ISTRUZIONE: Metti in un CSV a due colonne, «testo» e «risultato», i dati compresi tra la riga che contiene "Localize gold trophy" e quella che contiene "[69, 12, 270, 202]", entrambe incluse, con una riga per ogni testo e la sua risposta. Metti ciascun valore in un unico campo tra virgolette, con gli a capo sostituiti da spazi.
╭─ DATI FORNITI
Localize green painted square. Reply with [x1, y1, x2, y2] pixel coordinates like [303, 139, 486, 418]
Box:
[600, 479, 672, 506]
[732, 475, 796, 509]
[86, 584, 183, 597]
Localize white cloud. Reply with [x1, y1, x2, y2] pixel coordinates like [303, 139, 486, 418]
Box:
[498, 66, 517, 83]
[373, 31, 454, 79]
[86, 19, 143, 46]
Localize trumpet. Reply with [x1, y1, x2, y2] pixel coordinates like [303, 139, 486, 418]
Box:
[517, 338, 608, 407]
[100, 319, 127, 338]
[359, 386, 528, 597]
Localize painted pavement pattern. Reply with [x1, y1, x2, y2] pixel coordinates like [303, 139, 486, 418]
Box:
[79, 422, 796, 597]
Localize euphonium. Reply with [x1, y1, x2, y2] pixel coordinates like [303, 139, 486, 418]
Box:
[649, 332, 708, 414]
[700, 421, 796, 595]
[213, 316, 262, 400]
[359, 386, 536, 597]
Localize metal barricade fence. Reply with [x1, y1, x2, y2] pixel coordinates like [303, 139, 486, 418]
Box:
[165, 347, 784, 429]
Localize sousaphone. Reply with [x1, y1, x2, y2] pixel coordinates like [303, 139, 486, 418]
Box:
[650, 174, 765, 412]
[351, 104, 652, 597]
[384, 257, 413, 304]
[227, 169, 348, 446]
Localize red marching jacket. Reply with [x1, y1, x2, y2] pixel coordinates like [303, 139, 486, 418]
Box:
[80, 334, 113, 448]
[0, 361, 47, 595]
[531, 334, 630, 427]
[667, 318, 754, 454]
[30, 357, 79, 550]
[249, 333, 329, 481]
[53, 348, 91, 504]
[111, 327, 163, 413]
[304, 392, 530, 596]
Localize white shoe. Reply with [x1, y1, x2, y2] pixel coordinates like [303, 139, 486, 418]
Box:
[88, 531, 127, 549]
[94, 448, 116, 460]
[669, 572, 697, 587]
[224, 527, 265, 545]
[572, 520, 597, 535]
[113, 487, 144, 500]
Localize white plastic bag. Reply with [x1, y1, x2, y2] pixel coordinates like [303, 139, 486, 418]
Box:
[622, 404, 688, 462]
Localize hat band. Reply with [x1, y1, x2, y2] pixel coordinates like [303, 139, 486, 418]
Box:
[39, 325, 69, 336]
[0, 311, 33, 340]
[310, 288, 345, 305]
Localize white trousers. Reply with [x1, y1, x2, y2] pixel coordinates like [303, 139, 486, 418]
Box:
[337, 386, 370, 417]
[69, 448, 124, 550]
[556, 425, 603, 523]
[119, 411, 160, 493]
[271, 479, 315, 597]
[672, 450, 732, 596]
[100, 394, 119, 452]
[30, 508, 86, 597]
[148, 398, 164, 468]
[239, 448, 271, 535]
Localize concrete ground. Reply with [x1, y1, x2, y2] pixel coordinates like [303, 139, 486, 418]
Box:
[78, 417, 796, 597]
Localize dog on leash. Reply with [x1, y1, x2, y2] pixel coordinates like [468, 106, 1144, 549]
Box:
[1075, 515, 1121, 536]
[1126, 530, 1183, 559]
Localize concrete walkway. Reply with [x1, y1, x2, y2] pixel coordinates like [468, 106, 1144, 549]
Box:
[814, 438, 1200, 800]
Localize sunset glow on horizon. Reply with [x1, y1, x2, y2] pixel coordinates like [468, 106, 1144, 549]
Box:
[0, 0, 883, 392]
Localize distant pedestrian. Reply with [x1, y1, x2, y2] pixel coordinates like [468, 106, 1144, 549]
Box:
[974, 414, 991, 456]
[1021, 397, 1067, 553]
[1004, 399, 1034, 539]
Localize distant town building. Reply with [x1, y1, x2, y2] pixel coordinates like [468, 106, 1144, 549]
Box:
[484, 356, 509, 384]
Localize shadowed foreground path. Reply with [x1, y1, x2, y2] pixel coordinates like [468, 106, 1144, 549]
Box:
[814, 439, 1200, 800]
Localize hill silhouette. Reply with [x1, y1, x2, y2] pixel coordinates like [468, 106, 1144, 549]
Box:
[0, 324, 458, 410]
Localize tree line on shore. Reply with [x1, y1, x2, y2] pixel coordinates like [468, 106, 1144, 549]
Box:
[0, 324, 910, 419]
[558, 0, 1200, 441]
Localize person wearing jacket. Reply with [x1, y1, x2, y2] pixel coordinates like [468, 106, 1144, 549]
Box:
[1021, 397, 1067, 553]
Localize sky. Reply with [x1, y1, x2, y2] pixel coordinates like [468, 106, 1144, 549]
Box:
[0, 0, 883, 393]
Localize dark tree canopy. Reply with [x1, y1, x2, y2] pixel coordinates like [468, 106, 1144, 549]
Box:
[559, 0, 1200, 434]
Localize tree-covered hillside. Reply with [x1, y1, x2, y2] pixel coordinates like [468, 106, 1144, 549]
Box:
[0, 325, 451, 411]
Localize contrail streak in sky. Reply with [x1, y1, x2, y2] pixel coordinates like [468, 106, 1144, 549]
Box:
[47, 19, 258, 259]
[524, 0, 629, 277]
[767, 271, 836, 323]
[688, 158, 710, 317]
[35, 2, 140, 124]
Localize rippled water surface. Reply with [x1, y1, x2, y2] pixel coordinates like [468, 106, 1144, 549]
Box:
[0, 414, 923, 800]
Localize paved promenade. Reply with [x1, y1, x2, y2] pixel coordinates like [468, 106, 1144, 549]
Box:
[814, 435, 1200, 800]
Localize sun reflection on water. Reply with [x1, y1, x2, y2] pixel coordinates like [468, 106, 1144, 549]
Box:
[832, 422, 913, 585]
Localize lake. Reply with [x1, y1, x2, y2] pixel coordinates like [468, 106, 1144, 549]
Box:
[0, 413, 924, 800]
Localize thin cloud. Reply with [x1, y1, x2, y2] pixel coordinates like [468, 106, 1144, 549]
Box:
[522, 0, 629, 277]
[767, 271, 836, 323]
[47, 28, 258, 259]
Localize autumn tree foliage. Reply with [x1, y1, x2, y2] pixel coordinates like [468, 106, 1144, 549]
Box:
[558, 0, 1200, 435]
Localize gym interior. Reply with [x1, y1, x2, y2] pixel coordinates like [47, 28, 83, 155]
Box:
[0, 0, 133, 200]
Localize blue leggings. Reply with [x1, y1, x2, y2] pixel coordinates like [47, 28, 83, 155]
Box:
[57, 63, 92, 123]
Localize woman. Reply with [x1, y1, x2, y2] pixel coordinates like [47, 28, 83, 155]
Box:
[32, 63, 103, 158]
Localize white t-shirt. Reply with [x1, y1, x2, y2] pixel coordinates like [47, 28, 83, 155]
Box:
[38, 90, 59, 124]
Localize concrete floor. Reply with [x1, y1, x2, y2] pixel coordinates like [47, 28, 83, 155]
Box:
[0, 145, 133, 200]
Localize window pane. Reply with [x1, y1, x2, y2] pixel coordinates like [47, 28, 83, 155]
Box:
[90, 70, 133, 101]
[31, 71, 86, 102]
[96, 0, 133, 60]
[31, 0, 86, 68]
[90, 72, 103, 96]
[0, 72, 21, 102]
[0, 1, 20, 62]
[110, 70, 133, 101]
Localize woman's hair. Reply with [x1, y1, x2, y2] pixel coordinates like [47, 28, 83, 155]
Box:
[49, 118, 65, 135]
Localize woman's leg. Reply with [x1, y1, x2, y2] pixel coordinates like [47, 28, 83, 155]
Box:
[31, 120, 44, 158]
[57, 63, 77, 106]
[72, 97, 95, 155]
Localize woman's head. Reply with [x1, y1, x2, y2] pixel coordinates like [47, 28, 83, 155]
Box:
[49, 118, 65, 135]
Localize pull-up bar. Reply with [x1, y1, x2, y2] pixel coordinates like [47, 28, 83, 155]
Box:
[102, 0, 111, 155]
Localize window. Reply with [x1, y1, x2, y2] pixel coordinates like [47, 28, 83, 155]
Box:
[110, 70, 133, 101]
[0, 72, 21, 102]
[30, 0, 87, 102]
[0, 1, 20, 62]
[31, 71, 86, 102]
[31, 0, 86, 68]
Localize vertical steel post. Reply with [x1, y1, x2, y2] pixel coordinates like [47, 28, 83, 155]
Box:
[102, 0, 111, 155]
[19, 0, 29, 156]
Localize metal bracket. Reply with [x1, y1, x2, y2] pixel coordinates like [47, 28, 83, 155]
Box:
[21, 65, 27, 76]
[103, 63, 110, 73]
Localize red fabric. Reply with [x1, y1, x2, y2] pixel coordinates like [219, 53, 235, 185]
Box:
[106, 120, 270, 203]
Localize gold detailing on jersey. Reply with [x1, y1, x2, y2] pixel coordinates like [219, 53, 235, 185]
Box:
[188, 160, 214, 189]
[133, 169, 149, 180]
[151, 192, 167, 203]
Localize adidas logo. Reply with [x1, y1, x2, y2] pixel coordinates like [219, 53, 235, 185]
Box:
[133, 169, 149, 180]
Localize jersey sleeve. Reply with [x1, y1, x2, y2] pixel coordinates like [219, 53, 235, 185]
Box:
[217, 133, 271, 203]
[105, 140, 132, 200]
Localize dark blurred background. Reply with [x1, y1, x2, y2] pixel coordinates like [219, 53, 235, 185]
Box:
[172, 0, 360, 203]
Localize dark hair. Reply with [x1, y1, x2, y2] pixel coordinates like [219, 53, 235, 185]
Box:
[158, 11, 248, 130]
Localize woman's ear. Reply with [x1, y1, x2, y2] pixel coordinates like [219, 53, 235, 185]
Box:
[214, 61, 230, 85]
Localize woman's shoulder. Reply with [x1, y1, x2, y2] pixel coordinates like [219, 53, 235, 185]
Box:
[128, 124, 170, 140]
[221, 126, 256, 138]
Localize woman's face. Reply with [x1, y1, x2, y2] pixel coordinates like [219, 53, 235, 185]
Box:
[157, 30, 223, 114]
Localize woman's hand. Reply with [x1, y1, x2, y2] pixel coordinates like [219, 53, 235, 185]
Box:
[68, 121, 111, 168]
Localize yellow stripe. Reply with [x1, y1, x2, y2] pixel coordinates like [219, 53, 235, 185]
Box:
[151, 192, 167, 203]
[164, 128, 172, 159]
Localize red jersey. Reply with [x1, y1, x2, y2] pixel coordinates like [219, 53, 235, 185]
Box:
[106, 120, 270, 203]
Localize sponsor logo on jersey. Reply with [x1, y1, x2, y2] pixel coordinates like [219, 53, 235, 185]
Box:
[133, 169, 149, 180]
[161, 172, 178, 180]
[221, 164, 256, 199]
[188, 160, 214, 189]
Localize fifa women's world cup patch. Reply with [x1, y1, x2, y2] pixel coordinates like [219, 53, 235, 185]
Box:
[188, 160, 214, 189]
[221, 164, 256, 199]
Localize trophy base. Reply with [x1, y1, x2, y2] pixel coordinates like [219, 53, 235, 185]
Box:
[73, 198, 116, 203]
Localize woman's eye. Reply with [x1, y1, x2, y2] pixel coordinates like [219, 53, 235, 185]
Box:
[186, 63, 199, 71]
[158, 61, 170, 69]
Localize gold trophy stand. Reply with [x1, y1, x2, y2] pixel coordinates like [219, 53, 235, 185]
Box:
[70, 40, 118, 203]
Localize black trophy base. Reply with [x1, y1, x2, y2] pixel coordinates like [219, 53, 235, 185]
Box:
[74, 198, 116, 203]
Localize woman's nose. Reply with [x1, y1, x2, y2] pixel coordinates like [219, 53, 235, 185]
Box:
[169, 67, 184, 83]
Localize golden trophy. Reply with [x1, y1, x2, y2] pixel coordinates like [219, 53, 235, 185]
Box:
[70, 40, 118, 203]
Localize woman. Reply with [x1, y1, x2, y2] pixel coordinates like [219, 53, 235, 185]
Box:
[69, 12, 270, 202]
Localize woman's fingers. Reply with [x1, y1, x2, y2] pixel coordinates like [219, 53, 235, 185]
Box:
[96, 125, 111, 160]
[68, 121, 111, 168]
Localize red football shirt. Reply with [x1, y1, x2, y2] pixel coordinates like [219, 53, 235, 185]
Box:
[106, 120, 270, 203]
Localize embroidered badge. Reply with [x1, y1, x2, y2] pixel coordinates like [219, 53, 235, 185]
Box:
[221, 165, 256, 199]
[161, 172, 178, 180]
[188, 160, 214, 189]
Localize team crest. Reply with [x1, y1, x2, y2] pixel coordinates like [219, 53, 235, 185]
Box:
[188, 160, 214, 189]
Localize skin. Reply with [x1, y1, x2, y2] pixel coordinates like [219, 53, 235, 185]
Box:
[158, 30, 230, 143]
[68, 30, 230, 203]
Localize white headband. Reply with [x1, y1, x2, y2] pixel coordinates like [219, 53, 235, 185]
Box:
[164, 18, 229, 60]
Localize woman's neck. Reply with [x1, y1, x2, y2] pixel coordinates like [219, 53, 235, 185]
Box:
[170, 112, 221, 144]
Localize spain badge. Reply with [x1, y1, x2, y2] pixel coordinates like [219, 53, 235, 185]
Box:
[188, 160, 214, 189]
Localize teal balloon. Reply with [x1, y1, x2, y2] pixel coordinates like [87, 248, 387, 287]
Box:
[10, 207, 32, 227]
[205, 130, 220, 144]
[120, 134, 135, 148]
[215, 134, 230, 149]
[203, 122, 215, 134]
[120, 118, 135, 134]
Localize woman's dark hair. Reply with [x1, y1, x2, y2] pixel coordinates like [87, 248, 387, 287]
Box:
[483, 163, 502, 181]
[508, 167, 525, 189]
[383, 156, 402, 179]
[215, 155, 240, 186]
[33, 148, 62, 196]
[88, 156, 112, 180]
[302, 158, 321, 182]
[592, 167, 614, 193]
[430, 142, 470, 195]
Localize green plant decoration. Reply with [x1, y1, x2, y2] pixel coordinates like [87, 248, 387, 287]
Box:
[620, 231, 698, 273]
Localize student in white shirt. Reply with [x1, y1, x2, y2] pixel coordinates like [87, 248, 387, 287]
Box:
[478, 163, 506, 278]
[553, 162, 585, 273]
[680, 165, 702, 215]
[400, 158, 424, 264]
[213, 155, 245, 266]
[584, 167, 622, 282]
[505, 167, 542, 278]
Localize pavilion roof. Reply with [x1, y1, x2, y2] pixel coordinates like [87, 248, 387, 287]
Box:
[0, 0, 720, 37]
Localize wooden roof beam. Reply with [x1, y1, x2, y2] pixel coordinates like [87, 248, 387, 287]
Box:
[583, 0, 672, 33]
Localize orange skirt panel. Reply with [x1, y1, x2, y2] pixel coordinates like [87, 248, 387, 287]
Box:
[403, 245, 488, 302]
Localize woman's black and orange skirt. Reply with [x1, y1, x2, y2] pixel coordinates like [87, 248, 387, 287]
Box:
╰─
RISPOSTA:
testo,risultato
"Localize gold trophy stand. Reply with [x1, y1, x2, y2] pixel coordinates like [219, 53, 235, 185] Box:","[70, 40, 118, 203]"
"Localize black trophy base. Reply with [x1, y1, x2, y2] pixel coordinates like [219, 53, 235, 185] Box:","[74, 198, 116, 203]"
"Localize woman's nose. Reply with [x1, y1, x2, y2] pixel coordinates like [219, 53, 235, 185] Box:","[169, 67, 184, 83]"
"Localize golden trophy. Reply with [x1, y1, x2, y2] pixel coordinates like [219, 53, 235, 185] Box:","[70, 40, 118, 203]"
"Localize woman. Reply with [x1, y1, x2, y2] pixel coordinates like [219, 53, 235, 185] Box:","[69, 12, 270, 202]"